• DIRECTIONS:
Rewrite the records below, switching every "pixel coordinates" to "x and y coordinates" and leaving everything else unchanged.

Items listed in a dataset
++++++++++

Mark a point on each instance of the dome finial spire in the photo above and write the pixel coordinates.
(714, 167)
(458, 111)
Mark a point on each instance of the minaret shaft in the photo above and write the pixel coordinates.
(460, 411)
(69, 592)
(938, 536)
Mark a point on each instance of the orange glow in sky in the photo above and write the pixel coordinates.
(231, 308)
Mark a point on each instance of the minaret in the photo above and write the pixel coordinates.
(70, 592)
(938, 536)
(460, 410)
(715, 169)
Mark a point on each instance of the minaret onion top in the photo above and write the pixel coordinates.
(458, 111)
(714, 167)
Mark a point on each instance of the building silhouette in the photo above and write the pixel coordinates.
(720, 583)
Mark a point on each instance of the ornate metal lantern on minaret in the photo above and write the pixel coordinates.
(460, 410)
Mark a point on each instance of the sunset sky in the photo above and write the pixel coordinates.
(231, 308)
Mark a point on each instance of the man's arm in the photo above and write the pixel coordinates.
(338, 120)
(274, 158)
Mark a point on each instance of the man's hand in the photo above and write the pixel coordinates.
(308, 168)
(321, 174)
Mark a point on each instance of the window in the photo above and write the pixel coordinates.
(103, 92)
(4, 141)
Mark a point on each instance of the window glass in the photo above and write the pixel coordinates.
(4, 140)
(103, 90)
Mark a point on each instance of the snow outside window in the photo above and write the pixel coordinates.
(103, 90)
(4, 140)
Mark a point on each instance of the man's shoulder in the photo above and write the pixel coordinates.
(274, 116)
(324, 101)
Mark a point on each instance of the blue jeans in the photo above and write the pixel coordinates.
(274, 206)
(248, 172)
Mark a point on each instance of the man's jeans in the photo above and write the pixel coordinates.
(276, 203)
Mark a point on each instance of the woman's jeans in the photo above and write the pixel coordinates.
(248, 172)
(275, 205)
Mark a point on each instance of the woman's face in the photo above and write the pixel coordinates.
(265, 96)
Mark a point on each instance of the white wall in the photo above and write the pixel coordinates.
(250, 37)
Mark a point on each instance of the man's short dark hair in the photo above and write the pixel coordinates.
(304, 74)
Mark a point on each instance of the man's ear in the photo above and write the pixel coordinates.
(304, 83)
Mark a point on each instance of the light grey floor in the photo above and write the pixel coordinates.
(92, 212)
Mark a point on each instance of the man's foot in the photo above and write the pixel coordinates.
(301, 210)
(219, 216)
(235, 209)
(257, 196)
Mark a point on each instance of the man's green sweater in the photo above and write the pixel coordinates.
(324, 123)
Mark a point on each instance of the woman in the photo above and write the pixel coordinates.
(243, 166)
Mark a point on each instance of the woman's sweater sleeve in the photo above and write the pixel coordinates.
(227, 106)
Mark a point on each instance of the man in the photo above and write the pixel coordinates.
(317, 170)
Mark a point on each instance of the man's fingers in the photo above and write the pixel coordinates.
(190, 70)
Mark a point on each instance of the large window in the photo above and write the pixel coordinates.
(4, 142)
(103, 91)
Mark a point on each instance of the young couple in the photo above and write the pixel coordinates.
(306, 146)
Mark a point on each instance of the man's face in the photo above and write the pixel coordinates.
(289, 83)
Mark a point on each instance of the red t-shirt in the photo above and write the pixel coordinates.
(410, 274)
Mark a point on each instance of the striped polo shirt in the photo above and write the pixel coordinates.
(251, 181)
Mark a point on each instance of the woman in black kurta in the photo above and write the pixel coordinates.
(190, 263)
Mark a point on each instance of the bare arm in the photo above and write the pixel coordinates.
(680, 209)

++++++++++

• TASK SOLUTION:
Mark a point on each instance of the dome finial spire in the photo above and write the x and y coordinates.
(714, 167)
(458, 111)
Mark a point on each instance of the minaret shaft in the photo above and write the x and y coordinates.
(460, 411)
(69, 592)
(938, 536)
Mark a point on each instance of the orange glow in sky in the photo above and write the x and y coordinates.
(231, 308)
Mark a point on each instance of the minaret in the photo above and write the x and y coordinates.
(70, 592)
(938, 536)
(460, 410)
(715, 169)
Mark a point on each instance of the minaret onion top in the photo above and write the x and y coordinates.
(458, 111)
(714, 167)
Mark a point on each instance of the building silhouette in the photo above and write the x and y coordinates.
(720, 583)
Mark a point on each instance of the ornate metal lantern on minaret in the photo above and write the x and y coordinates.
(460, 410)
Mark a point on each instance of the sunset sky in the photo above and write the x and y coordinates.
(231, 308)
Mark a point on each instance of the man's arm in the photo above and write the x and y coordinates.
(338, 120)
(274, 158)
Mark a point on each instance of the man's hand in the photo above and write the x and y coordinates.
(308, 168)
(321, 174)
Mark a point on each instance of the window in the photo above and write the x and y coordinates.
(103, 92)
(4, 141)
Mark a point on each instance of the window glass in the photo above and write the x and y coordinates.
(4, 140)
(103, 90)
Mark a point on each instance of the snow outside window in the photo above and write the x and y coordinates.
(103, 90)
(4, 140)
Mark a point on each instance of the man's shoulder in the photo above and write the x and y coordinates.
(274, 116)
(324, 101)
Mark a point on each instance of the blue jeans in the photo above and write the x and y coordinates.
(274, 206)
(248, 172)
Mark a point on each instance of the man's jeans in the photo above and write the x and y coordinates.
(276, 203)
Mark a point on each instance of the woman's jeans in the photo above and write the x and y coordinates.
(248, 172)
(275, 205)
Mark a point on each instance of the woman's face in the photo above and write the x and y coordinates.
(265, 96)
Mark a point on each instance of the white wall in the photo above and write the x and y coordinates.
(250, 37)
Mark a point on each instance of the man's short dark hair in the photo above and write the x and y coordinates.
(304, 74)
Mark a point on each instance of the man's ear in the photo above and write the x and y coordinates.
(304, 83)
Mark a point on each instance of the light grey floor in the photo above and write the x and y coordinates.
(92, 212)
Mark a point on each instance of the man's foot in the photo above and write the x and y coordinates.
(301, 210)
(219, 216)
(235, 209)
(257, 196)
Mark a point on each instance of the man's green sweater in the photo above and write the x and y coordinates.
(324, 123)
Mark a point on each instance of the woman in the photo above and write the x and y coordinates.
(243, 166)
Mark a point on each instance of the woman's sweater sleeve in the photo above and write the x and y coordinates.
(227, 106)
Mark a point on each instance of the man in the photo above and write the x and y coordinates.
(317, 170)
Mark a point on each instance of the man's fingers in the photo above and write the x and y coordinates.
(190, 70)
Mark a point on each instance of the large window in the photo above and write the x and y coordinates.
(4, 142)
(103, 91)
Mark a point on each instance of the young couple in the photo above and write the x and y coordinates.
(306, 146)
Mark a point on each instance of the man's face in the photo above and write the x and y coordinates.
(289, 83)
Mark a point on each instance of the red t-shirt in the photo above and write the x and y coordinates.
(410, 274)
Mark a point on each instance of the striped polo shirt in the photo above and write the x and y coordinates.
(251, 181)
Mark a point on each instance of the woman in black kurta in the photo above and write the x and y coordinates.
(190, 263)
Mark a point on each instance of the bare arm in the photo above and write the x and y coordinates.
(680, 209)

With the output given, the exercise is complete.